> Assigned task 1: According to the text about Fionnuala Sherry, which violin does she play for live and studio work?
> Assigned task 2: Quote the part of the text about Fionnuala Sherry that opens with the words containing "Fionnuala Sherry (born" and closes with "RTÉ Concert Orchestra.".
> Assigned task 3: Translate this sentence from the text about Fionnuala Sherry into Spanish: "Her professional career started with a ten-year stint as a member of the RTÉ Concert Orchestra."

━━━ Text passage ━━━

Fionnuala Sherry (born 20 September 1962) is an Irish violinist and vocalist.

Together with Norwegian musician Rolf Løvland, she makes up the Celtic-Nordic group Secret Garden, which won the Eurovision Song Contest 1995 with the predominantly instrumental piece "Nocturne". As part of Secret Garden, she has released several successful albums that have made the top 10 of Billboards new-age charts. In 2010, she released her solo album Songs from Before.

==Background==
Sherry's violin playing started at the age of eight. She graduated with honours from the College of Music of Trinity College, Dublin having moved to Dublin at the age of fifteen in order to continue her musical education. Her professional career started with a ten-year stint as a member of the RTÉ Concert Orchestra.

Sherry has collaborated with a wide range of musicians, including the Chieftains, Sinéad O'Connor, Van Morrison, Chris de Burgh, Bono, Wet Wet Wet, and Westlife. She has also recorded several Hollywood film scores with the Irish Film Orchestra, including A Room with a View, and The Mask.

Her instrument of choice, for both live and studio work, is an English John Edward Betts violin from 1790, with a Hill bow.

==Other media==
Sherry has written and presented a musical children's television show on Irish national television, based on a concept she invented herself.
In 2010, she released the solo album Songs from Before in Ireland. The album was released in 2011 in the United States and Canada by Hearts of Space Records.

==Personal life==
She married Bernard Doyle, a businessman, in 2010.

━━━ Dataset content ━━━

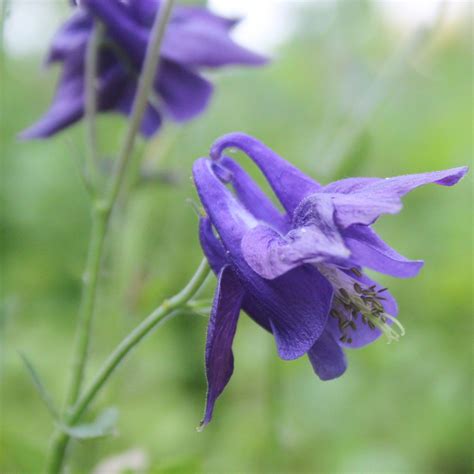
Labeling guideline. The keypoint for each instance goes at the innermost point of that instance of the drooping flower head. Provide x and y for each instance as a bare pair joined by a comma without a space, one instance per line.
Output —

━━━

> Output 1: An English John Edward Betts violin from 1790, with a Hill bow.

> Output 2:
Fionnuala Sherry (born 20 September 1962) is an Irish violinist and vocalist.

Together with Norwegian musician Rolf Løvland, she makes up the Celtic-Nordic group Secret Garden, which won the Eurovision Song Contest 1995 with the predominantly instrumental piece "Nocturne". As part of Secret Garden, she has released several successful albums that have made the top 10 of Billboards new-age charts. In 2010, she released her solo album Songs from Before.

==Background==
Sherry's violin playing started at the age of eight. She graduated with honours from the College of Music of Trinity College, Dublin having moved to Dublin at the age of fifteen in order to continue her musical education. Her professional career started with a ten-year stint as a member of the RTÉ Concert Orchestra.

> Output 3: Su carrera profesional comenzó con una etapa de diez años como miembro de la RTÉ Concert Orchestra.